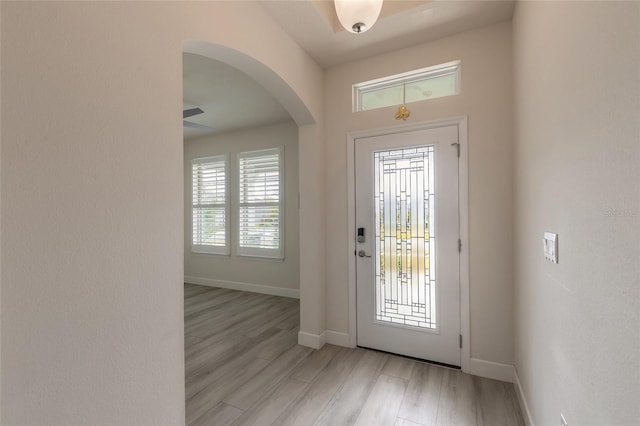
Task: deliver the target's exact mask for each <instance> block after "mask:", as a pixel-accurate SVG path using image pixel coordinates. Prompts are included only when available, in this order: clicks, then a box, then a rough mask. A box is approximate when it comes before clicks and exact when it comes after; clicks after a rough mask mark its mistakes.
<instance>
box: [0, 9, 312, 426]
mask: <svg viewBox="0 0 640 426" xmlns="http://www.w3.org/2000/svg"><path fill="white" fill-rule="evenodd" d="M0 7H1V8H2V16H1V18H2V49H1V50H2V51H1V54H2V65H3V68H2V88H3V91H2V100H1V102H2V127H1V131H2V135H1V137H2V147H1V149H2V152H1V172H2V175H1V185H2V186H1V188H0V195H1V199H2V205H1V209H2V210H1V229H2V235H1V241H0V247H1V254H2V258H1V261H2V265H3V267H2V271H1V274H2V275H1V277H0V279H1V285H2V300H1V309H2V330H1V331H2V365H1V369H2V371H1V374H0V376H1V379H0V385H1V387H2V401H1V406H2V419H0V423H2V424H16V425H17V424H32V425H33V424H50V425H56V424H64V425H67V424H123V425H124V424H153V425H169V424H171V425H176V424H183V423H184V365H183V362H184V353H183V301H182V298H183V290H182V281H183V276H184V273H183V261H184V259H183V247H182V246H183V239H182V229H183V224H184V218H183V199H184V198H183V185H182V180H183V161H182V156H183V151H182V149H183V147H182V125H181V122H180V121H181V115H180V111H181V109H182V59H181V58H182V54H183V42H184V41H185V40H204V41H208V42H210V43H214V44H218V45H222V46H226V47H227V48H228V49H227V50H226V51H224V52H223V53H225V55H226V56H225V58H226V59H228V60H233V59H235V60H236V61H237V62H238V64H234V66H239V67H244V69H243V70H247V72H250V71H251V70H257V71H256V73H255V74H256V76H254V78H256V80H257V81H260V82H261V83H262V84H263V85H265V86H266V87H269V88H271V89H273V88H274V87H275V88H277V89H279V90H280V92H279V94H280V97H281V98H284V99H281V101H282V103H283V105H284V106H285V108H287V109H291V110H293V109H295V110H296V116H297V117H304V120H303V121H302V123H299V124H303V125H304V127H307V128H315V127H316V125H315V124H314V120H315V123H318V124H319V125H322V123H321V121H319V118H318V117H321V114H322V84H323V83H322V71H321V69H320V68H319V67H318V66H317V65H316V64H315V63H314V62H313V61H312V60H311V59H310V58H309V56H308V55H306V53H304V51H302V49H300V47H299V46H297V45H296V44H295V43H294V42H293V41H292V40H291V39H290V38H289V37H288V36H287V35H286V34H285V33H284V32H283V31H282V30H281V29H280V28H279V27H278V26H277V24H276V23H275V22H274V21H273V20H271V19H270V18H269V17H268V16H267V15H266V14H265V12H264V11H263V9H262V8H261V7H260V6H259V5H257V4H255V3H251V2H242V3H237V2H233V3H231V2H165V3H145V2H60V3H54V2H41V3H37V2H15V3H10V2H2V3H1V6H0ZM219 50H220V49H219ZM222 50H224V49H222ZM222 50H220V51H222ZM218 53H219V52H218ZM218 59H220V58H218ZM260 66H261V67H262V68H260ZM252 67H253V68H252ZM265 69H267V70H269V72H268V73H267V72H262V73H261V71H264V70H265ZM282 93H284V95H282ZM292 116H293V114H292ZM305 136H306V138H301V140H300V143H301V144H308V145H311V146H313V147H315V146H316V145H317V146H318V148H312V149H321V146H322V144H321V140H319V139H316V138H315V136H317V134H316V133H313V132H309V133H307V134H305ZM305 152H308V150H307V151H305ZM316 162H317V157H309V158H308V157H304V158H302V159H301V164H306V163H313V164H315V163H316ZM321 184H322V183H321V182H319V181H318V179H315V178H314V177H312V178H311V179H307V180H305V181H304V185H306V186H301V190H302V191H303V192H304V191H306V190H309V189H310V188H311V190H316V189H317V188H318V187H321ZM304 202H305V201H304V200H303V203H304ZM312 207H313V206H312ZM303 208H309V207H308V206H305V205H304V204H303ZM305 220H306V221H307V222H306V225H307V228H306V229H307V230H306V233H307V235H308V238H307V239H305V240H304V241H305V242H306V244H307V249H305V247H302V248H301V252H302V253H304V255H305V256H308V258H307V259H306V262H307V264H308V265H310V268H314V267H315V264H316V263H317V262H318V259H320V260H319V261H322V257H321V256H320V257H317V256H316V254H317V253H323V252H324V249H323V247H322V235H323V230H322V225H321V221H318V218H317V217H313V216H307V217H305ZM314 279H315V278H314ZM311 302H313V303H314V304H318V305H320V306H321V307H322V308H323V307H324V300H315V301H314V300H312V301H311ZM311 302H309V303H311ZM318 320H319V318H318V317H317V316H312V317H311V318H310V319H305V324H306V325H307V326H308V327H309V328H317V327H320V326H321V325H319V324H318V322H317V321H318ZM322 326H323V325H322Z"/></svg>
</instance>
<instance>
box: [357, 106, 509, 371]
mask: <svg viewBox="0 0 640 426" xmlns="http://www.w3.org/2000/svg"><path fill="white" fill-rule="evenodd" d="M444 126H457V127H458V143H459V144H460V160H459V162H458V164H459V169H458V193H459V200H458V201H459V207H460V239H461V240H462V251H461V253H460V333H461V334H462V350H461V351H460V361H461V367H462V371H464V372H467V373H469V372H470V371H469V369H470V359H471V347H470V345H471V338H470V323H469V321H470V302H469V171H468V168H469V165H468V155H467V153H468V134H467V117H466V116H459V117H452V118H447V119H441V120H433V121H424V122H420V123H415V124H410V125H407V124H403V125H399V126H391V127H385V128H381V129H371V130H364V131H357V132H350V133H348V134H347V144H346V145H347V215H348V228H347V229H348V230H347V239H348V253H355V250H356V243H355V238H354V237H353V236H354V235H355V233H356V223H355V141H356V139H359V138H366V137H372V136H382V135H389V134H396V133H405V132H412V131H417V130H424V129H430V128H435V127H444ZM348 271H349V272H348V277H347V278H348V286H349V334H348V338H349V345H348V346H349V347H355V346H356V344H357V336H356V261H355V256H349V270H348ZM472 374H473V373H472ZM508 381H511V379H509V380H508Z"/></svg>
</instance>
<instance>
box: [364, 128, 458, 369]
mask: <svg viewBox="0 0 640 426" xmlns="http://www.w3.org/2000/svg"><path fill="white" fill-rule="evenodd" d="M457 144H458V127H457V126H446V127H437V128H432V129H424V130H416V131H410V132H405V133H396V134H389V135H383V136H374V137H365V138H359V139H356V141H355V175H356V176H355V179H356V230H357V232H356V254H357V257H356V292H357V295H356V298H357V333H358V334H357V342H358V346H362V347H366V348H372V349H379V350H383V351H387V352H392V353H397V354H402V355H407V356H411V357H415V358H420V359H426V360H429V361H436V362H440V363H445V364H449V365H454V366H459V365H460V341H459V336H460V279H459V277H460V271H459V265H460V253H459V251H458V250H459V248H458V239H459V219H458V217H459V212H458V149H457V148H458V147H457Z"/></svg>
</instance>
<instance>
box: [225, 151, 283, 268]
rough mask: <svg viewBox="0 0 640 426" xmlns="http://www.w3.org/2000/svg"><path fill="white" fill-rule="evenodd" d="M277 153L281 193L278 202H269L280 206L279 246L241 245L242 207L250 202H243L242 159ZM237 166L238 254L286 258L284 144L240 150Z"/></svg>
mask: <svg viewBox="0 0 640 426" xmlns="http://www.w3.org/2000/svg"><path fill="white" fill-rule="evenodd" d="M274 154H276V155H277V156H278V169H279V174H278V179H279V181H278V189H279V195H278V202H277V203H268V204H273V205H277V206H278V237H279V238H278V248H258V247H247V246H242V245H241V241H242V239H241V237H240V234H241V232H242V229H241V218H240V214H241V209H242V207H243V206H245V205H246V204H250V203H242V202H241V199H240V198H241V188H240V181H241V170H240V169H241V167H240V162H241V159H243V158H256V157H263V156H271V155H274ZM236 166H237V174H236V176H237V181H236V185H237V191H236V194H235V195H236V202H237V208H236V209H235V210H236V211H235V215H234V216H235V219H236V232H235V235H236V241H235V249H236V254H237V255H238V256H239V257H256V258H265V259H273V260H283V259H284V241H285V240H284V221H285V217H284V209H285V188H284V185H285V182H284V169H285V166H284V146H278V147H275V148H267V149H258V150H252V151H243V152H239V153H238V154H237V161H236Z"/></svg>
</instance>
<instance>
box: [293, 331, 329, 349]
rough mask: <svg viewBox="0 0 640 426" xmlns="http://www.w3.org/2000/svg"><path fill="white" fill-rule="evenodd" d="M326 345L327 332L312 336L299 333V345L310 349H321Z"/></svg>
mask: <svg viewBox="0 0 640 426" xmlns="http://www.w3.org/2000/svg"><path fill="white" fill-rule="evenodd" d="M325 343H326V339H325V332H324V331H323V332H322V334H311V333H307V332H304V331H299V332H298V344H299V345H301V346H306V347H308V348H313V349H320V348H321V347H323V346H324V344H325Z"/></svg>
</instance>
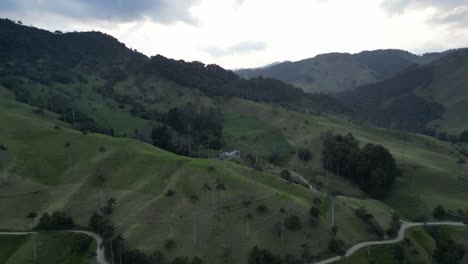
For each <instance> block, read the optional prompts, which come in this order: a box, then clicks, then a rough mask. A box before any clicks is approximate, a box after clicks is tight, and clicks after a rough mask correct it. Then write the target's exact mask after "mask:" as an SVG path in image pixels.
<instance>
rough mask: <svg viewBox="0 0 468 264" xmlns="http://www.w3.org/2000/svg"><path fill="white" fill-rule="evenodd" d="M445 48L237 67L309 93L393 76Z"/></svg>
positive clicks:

_____

Your answer must be the line with "48L237 67L309 93L393" and all lines after it through the final line of the entries, copied exactly and with nothing added.

rough mask: <svg viewBox="0 0 468 264" xmlns="http://www.w3.org/2000/svg"><path fill="white" fill-rule="evenodd" d="M445 48L237 67L309 93L393 76Z"/></svg>
positive clicks:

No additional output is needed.